*** INFORMATION SHOWN

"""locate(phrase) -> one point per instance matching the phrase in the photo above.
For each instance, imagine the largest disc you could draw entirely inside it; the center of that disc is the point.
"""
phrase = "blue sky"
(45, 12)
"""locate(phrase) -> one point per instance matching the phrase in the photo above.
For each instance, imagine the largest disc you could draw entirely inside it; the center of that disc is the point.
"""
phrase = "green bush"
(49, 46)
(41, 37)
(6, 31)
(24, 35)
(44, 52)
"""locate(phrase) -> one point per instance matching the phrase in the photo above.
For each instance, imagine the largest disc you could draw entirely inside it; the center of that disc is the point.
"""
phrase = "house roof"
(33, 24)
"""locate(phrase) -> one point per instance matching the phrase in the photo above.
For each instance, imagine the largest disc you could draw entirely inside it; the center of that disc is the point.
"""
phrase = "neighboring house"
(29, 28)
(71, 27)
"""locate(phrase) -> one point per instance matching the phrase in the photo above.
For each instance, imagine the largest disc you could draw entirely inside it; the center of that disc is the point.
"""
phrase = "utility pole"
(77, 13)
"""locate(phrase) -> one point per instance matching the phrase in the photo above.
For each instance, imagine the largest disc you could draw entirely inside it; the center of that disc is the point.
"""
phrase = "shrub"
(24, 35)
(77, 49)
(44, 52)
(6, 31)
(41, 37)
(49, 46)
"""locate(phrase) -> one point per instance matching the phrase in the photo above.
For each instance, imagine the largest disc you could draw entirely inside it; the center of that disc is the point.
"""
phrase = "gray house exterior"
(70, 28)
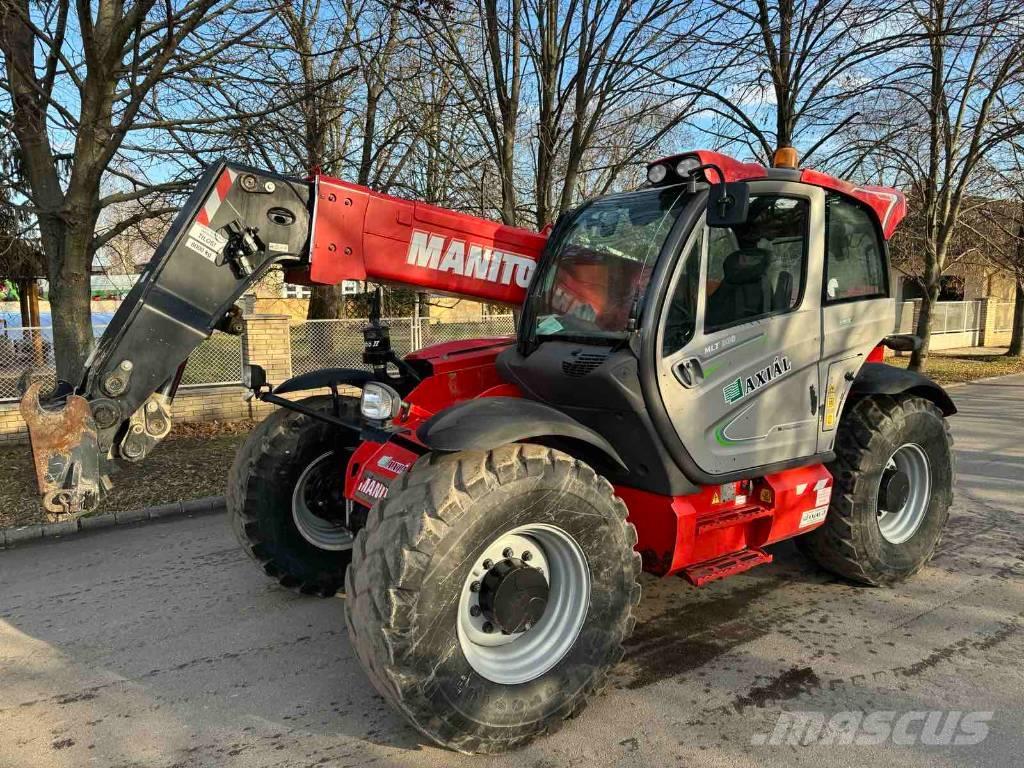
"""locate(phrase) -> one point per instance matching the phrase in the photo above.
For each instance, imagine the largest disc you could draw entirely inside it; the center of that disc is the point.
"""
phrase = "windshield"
(602, 263)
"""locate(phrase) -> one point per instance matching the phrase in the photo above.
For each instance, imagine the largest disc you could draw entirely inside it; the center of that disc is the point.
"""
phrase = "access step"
(727, 565)
(729, 517)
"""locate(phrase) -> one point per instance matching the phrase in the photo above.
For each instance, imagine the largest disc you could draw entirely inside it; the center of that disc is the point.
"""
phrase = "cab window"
(680, 318)
(855, 264)
(757, 268)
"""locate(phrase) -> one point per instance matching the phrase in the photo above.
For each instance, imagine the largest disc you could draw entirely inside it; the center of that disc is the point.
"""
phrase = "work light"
(379, 402)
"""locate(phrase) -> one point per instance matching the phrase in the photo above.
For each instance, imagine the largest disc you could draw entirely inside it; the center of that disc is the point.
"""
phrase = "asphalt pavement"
(161, 645)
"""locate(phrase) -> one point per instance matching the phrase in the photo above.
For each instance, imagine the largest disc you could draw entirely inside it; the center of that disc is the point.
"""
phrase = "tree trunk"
(1017, 336)
(71, 315)
(24, 286)
(919, 358)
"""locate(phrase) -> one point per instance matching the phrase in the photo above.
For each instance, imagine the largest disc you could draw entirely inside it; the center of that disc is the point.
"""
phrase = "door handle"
(689, 373)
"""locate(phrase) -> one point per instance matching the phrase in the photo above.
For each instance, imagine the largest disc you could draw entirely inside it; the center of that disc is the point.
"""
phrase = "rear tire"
(860, 539)
(418, 558)
(260, 496)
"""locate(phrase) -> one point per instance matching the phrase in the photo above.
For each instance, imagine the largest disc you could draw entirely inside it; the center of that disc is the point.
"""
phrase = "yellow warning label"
(832, 406)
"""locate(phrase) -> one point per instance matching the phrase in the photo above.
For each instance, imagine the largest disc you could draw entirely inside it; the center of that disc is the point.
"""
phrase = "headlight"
(686, 166)
(379, 401)
(656, 173)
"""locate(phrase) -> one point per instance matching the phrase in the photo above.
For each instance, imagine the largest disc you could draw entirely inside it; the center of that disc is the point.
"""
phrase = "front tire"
(430, 553)
(893, 487)
(269, 489)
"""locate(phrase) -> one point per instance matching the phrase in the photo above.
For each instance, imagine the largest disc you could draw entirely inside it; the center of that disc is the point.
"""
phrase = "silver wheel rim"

******

* _WHAT IS NEEDED_:
Print every record above exactly, but no pictures.

* _RESULT_:
"""locate(phrase) -> one point per instance matching the phrase in the photo above.
For each instance, imagine the largest disc you could draw entirely inside it; the center of that disc is the point.
"""
phrase = "blue sky"
(45, 12)
"""locate(phrase) -> one point per instance matching the phrase in the photo above.
For each instance, imagine the largest disc you could draw entirely inside it; the center of that disc is the point.
"""
phrase = "green bush"
(49, 46)
(41, 37)
(6, 31)
(24, 35)
(44, 52)
"""locate(phrase) -> one point per instance matching the phrase in the photo above.
For each instance, imagine the largest disc you could draw entirely inside it; the center of that disc is the point.
"""
phrase = "house roof"
(33, 24)
"""locate(phrase) -> one point per instance matching the phrase in the photo above.
For each instance, imagine the largest disc you could draw entirely inside it; the center of that disc is the point.
"""
phrase = "neighboring house"
(29, 28)
(71, 27)
"""locate(phrase) -> one point per instance matching the phrase in the photo above.
For each instance, imagine the largest disc you could draw entirely inside it; the center of that disc is the point.
"""
phrase = "utility pole"
(77, 13)
"""locate(phrase) -> one point per instance matching the phrase in the photo above.
For each instance, imagine the largest disc you could draw entirely inside it; the center of that disc is the point.
"""
phrase = "shrub"
(24, 35)
(77, 49)
(44, 52)
(6, 31)
(41, 37)
(49, 46)
"""locate(phrase) -> one point per instance matching the phrase in the photo above.
For each instance, imagine the largest disc you could draw entirely inside it; the center of that disc is the point.
"""
phrase = "gray house exterior"
(70, 28)
"""locate(phrase) -> one point per instance matching the phrase in the photo above.
For each instance, imagine the largest disc you could draw entirely inside it; the center of that disc is the point.
"""
phrase = "windshield"
(602, 263)
"""locate(phrase) -> one point per instance matching the phrase in the photo above.
For each instance, imagine the largest disc you could draw entirely inside it; the center of that disc is the point.
"""
phrase = "access step"
(727, 565)
(729, 517)
"""locate(phrase) -> one point per instance matching the phrase in the photo above.
For each instance, imagine the largest disc you could draw entirely inside it; the center of that disc is the point.
"""
phrase = "cab window"
(680, 318)
(855, 264)
(757, 268)
"""locate(phrase) -> one point per instance matching the phrase in the photo above.
For each instance, imagine the largest disc you could draw entirely inside it; the center of that disc is the point.
"""
phrase = "work light"
(379, 402)
"""locate(phrase) -> one point per instance matching the phrase in the photo above.
For each instance, imagine the largest disc you could draw entirely inside it; the center of that disc is the point.
"""
phrase = "asphalt pavement"
(161, 645)
"""locate(phrase) -> one point per instance matching the phrase in the photo above.
For each instance, imagine the largest disc you could draw entirely inside it; the center of that disc is the point.
"""
phrase = "tree trunk"
(1017, 336)
(71, 315)
(24, 286)
(919, 358)
"""locate(phrase) -> one point per instance matching the phrase in the photo above.
For each instance, imagine the largest disc you could draw entirely inside it; the center of that disc is the point.
"""
phrase = "door handle"
(689, 373)
"""locate(phrase) -> one point per instance matching the phrase in the photo above.
For each instance, imagine the largest disc you could draw entirely inside it; the center of that disc is the point.
"""
phrase = "rear tire"
(860, 539)
(418, 558)
(260, 496)
"""locate(phrase) -> one point per instance matching the phrase in the photo above.
For each instance, imagine the largest disc you could draw entirely inside it; the center of that disc is the point.
"""
phrase = "yellow warning label"
(832, 406)
"""locate(phrase) -> one point per instance matching the phrase in the photo above.
For each instance, imagine the largest disc you could draw entirely inside it; the center of that disc is the point.
"""
phrase = "headlight"
(686, 166)
(379, 401)
(656, 173)
"""locate(phrase) -> one point per instance matching the phrase in the photo above.
For each instance, imagine the largest disc you could draw entirely inside it; the center of that disc is the point.
"""
phrase = "front tire"
(430, 553)
(893, 487)
(269, 489)
"""locate(phrase) -> one point per instance matching the phrase in the photo above.
For each instance, imagine the largest disc you could draw entirely inside it; the center of that disc is the point.
"""
phrase = "silver wheel rim"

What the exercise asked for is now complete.